Stated exercise
Which rows below contain the word "open"? Copy out each of those rows in full.

● ● ● ● ● ● ●

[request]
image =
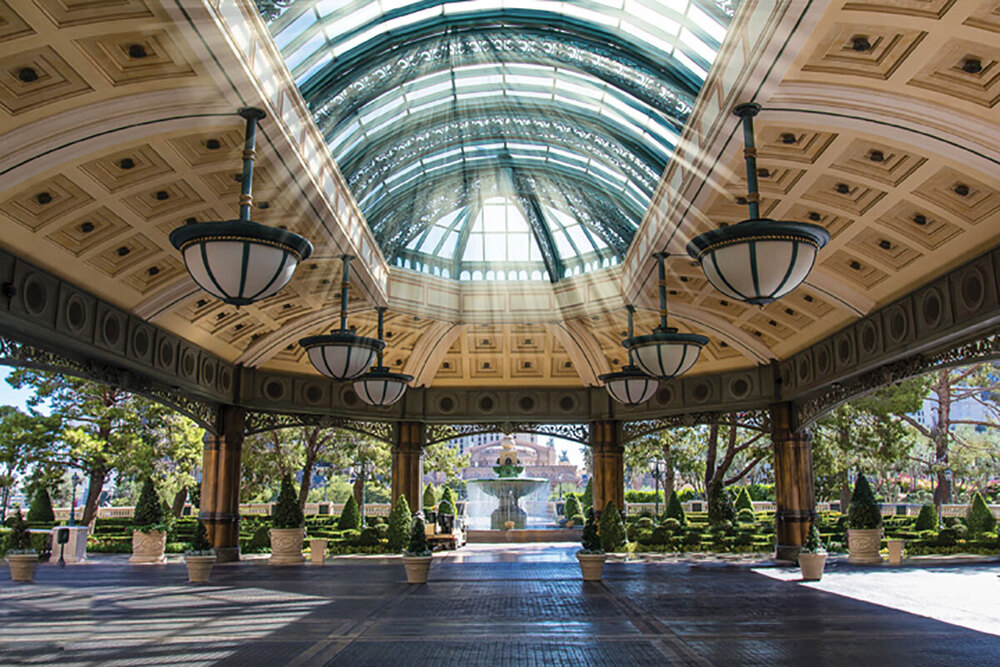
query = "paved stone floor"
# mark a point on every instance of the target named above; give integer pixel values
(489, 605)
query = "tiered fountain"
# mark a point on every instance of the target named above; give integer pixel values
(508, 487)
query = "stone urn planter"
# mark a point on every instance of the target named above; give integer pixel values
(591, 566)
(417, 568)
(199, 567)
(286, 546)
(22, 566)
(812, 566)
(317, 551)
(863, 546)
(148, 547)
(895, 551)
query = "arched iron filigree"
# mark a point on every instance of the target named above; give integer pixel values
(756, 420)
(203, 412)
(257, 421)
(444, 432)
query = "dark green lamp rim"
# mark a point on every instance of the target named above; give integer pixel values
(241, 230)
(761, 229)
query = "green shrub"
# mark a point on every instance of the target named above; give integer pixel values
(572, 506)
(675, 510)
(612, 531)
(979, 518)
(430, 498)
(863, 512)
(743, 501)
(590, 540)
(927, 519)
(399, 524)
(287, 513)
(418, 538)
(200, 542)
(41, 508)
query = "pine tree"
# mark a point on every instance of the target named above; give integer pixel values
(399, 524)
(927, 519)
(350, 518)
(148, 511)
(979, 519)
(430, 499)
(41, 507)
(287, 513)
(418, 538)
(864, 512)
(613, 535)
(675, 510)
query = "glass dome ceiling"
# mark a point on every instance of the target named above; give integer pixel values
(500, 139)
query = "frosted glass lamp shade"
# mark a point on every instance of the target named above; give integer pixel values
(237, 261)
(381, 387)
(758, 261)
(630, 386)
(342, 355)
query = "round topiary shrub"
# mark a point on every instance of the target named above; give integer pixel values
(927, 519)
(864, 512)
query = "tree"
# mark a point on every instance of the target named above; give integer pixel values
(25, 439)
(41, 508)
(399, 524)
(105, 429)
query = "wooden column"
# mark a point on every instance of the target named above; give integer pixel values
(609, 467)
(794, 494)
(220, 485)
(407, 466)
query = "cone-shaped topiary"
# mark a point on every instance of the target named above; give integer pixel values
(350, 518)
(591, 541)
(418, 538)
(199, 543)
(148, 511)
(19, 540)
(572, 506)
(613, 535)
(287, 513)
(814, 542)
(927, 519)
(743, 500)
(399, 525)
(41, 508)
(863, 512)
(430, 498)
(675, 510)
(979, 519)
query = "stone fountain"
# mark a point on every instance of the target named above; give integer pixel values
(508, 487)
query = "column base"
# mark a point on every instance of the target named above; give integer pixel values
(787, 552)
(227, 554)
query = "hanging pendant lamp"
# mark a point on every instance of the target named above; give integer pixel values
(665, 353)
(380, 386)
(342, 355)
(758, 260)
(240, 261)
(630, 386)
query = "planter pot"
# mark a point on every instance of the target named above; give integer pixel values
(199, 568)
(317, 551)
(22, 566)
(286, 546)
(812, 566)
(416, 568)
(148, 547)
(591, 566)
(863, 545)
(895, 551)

● ● ● ● ● ● ●

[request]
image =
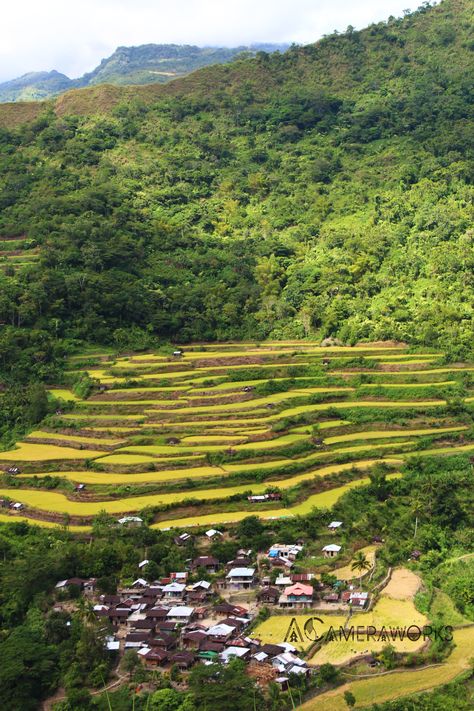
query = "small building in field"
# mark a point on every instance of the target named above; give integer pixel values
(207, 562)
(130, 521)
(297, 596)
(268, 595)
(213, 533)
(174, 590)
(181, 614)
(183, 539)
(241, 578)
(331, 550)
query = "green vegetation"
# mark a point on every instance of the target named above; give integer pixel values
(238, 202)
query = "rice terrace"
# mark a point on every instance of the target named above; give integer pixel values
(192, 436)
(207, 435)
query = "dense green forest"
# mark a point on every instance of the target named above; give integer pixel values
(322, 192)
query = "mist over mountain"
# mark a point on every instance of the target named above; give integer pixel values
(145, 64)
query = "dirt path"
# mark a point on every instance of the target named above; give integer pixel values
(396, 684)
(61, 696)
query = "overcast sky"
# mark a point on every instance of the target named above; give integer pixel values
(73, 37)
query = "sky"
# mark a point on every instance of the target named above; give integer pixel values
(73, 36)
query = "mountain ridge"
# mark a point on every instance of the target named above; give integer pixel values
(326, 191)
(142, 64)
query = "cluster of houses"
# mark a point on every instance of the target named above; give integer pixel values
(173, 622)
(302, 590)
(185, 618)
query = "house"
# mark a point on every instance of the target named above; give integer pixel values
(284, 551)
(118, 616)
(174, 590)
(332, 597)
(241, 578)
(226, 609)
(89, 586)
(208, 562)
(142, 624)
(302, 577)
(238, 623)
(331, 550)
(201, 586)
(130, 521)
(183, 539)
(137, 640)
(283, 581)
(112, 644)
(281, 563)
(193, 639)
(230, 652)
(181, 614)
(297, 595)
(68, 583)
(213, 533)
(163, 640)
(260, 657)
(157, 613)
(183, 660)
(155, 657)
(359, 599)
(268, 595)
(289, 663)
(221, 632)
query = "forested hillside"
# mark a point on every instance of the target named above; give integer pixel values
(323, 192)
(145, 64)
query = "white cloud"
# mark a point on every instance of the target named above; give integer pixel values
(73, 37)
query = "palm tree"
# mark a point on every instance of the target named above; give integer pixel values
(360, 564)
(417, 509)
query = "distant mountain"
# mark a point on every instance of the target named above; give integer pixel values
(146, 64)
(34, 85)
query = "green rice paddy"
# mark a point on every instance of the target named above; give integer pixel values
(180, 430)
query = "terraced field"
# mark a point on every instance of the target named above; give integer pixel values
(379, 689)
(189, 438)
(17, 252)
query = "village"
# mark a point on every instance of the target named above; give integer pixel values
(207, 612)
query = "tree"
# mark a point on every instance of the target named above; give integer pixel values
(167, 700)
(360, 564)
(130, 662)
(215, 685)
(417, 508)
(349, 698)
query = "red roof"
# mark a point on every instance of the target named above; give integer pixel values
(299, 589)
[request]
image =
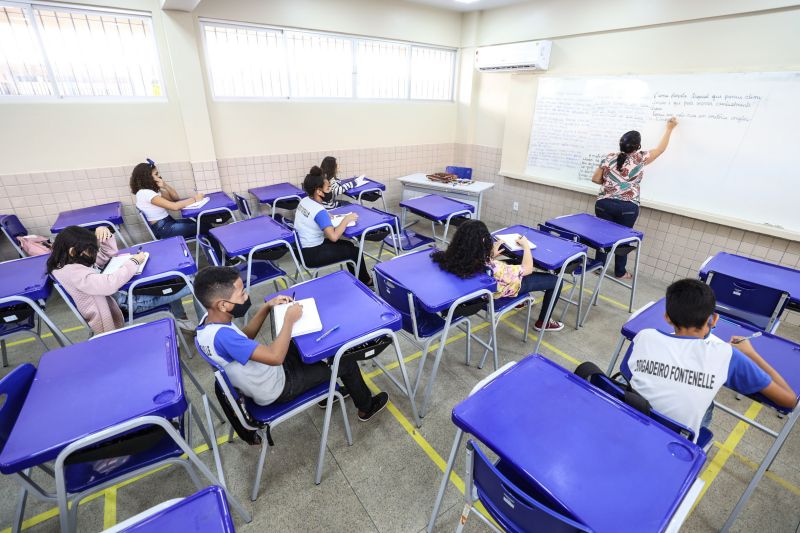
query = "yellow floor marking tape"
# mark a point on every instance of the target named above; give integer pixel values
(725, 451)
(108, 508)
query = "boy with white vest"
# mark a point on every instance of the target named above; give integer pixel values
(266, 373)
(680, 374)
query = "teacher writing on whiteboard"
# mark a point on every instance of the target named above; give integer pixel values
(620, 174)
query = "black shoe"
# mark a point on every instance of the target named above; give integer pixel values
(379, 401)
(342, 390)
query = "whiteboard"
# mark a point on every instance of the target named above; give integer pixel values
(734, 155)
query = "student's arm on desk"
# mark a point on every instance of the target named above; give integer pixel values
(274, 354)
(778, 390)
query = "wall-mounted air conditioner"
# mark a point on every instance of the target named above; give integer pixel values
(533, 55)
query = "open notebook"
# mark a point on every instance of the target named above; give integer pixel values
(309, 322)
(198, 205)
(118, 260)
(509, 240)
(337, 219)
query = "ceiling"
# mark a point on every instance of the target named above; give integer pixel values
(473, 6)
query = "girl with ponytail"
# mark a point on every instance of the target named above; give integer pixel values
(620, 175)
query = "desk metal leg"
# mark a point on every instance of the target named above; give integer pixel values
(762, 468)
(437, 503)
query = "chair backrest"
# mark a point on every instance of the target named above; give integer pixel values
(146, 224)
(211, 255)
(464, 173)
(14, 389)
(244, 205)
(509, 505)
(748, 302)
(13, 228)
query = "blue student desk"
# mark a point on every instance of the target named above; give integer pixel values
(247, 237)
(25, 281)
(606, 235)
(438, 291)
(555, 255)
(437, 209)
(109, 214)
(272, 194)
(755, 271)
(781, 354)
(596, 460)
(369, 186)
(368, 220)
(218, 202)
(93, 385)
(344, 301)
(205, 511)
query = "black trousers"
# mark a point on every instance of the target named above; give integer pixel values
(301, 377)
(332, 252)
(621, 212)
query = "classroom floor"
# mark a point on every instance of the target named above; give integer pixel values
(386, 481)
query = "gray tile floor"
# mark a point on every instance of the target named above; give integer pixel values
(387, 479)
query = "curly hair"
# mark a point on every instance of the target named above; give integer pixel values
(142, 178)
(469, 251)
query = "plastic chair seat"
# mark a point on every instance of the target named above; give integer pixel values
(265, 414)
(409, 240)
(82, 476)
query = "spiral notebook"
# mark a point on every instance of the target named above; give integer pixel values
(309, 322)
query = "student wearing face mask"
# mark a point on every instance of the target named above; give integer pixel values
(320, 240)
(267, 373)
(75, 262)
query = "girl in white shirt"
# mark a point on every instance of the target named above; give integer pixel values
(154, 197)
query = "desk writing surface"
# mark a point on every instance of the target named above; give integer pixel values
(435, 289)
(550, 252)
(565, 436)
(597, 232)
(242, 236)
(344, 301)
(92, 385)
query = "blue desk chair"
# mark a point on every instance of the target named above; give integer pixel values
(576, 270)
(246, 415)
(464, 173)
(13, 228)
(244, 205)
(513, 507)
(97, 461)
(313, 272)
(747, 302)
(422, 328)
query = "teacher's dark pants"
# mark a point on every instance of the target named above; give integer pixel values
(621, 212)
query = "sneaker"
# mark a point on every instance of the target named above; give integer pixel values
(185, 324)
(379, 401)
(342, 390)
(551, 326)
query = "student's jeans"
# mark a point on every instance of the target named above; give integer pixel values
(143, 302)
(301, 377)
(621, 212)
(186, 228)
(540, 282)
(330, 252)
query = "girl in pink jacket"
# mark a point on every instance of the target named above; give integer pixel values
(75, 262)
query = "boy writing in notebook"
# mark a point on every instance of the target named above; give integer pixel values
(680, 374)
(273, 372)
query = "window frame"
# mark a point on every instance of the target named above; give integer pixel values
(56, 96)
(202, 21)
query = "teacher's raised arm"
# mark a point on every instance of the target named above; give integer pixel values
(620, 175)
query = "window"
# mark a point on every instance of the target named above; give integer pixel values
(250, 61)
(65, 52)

● ● ● ● ● ● ●

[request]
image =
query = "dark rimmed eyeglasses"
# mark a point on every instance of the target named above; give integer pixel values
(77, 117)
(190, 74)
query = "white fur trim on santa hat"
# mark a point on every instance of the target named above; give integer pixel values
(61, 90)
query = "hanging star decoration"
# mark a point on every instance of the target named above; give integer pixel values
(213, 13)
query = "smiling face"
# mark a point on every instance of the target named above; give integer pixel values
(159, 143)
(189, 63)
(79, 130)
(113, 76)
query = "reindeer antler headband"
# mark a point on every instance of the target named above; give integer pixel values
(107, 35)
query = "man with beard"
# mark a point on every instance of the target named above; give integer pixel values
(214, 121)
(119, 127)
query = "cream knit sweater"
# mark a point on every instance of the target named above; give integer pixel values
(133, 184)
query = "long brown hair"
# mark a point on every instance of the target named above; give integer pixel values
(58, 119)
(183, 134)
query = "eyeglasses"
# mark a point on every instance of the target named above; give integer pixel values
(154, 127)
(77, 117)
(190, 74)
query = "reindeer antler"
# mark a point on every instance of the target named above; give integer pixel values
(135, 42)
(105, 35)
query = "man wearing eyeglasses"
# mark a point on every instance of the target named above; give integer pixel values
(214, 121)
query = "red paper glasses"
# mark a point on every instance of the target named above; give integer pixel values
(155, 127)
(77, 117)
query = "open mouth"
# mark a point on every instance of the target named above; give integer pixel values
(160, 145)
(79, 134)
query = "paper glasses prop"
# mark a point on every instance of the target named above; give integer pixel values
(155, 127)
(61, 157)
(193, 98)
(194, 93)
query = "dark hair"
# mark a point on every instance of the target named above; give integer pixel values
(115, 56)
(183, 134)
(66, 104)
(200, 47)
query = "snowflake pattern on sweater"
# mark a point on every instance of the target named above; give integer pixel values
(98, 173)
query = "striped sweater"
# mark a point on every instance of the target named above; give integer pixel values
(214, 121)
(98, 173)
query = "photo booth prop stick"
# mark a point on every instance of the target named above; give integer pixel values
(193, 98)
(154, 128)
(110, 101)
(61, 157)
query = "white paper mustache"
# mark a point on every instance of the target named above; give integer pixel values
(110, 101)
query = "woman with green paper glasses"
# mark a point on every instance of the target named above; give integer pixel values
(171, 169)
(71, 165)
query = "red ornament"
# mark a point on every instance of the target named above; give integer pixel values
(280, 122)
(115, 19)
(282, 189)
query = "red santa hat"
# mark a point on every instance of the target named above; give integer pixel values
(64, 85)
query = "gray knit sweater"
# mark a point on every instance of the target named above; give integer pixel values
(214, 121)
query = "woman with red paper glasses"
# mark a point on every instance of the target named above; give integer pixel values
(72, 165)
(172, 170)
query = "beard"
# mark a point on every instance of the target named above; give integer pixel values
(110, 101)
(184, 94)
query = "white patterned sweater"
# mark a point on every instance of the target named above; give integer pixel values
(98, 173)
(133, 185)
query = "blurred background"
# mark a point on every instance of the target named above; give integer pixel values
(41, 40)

● ● ● ● ● ● ●

Answer in full
query = "open notebook"
query = "open mouth"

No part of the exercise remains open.